→ What to do
- 1) In the article on Africa's upstream oil and gas, roughly how much recoverable oil and gas does the continent hold?
- 2) Shorten the paragraph beginning "While upstream investments have recovered" in the article on Africa's upstream oil and gas into a bulleted list that keeps its main facts.
- 3) Continue the article on Africa's upstream oil and gas from where it stops.

→ Extract
━━━
How can Africa commercialise its upstream resources and compete for capital?

African oil and gas resources still attract considerable investor interest, but upstream investment is set to trend downwards from 2025. We explore what governments and companies can do to remedy this.

4 minute read

Africa’s upstream sector has gained increasing attention from investors over the past two years. The continent is a key resource region, with around 200 billion barrels of oil and gas recoverable resources. Undrilled prospects offer upside potential. And if exploration continues apace, there is no doubt that more volumes will be found in the region’s prolific basins.

Most of Africa’s resources remain untapped, as less than 40% of its remaining volumes are deemed commercial. More deliberate action is needed to monetise its resources, both to benefit the population and to drive economic growth.

Africa retains its allure for explorers, though. Exploration drilling has kept pace with other regions and we see more drilling plans announced. The question is whether discoveries can translate into commercial opportunities.

In a recent presentation at Africa Energy Week, we addressed these issues. Fill in the form for a complimentary copy of the presentation and read on for an overview.

Investment in upstream oil and gas set to decline after 2025

While upstream investments have recovered following the Covid-19 pandemic, total investments in oil and gas are likely to decline after 2025 across all of Africa’s sub-regions. Investment, once dominated by Nigeria, Angola, Algeria and Egypt, is diversifying to other countries where new discoveries are being developed. Namibia, Senegal, Uganda and, notably, Mozambique, with its proposed onshore liquified natural gas (LNG) projects, are on the cusp of developing their hydrocarbon resources and will require significant financing.
━━━
→ Material shown

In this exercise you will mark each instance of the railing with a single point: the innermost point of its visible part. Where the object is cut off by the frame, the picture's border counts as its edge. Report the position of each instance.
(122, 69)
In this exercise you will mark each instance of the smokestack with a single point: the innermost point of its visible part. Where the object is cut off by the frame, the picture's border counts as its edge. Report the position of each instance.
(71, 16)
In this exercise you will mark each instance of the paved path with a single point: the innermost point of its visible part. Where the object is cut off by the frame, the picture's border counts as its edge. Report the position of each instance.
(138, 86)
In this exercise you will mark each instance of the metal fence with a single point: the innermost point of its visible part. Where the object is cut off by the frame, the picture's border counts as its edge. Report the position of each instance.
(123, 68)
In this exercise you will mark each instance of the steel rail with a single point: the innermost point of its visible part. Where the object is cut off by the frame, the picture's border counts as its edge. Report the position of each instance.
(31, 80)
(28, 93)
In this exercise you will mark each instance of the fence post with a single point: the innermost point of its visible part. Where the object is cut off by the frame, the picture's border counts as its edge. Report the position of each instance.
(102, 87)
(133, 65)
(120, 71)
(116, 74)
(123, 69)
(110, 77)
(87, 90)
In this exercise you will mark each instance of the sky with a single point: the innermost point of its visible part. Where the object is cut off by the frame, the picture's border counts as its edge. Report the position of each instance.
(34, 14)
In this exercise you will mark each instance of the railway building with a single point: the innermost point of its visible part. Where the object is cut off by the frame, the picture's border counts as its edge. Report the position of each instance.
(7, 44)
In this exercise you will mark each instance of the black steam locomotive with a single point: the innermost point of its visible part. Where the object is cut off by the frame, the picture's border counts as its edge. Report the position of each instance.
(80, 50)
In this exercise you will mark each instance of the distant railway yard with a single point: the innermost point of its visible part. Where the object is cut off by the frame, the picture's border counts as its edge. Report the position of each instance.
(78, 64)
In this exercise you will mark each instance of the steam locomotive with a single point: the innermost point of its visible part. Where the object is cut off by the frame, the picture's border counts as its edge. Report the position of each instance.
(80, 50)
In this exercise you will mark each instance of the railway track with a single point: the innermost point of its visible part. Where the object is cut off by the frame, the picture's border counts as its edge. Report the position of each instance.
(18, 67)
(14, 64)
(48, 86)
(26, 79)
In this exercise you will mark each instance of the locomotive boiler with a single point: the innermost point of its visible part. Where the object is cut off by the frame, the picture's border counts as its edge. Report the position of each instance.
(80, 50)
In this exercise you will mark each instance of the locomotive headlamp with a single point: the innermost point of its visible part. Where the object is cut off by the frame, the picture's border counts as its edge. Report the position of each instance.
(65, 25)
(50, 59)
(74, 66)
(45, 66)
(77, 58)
━━━
→ Results of the exercise
- 1) Around 200 billion barrels.

- 2)
- Upstream investment has recovered since the Covid-19 pandemic.
- Total oil and gas investment is likely to fall after 2025 in all of Africa's sub-regions.
- Investment, once led by Nigeria, Angola, Algeria and Egypt, is spreading to countries developing new discoveries.
- Namibia, Senegal, Uganda and Mozambique, with its proposed onshore LNG projects, are close to developing their resources and will need significant financing.

- 3)
However, Africa is only set to account for 6.5% of global upstream investments between 2024 and 2030, despite the richness of its resources. Governments and oil companies, therefore, need to focus on attracting more investment dollars to deliver projects in the region.

Africa’s huge gas potential remains constrained

Africa has huge potential to capitalise on gas a transition fuel amid strong global demand. However, a significant amount of its discovered gas resources are not considered economically viable. The above-ground issues and investment challenges that oil is facing also hold for gas.

Complicating the monetisation of gas is the fact that it requires long-term agreements across the entire value chain before an upstream gas project moves ahead. This means that sustainable offtake markets must be identified and gas sales agreements with attractive prices must be signed early on.

What is more, for Africa to benefit from the monetisation of gas, there needs to be a balance between meeting domestic needs in-country, supplying regional markets across Africa and exporting gas in the form of LNG. Investors want to make a return, governments need to generate revenue, while the people need to benefit from greater domestic supply, which will fuel economic growth.

Project lead times are too long

Long lead times are a pinch point for Africa. Companies are prioritising upstream investments to take advantage of high oil and gas prices and strong demand, so short-cycle projects that will generate quick cash flows will be more attractive. Africa is suffering longer than average lead times compared to the rest of the world.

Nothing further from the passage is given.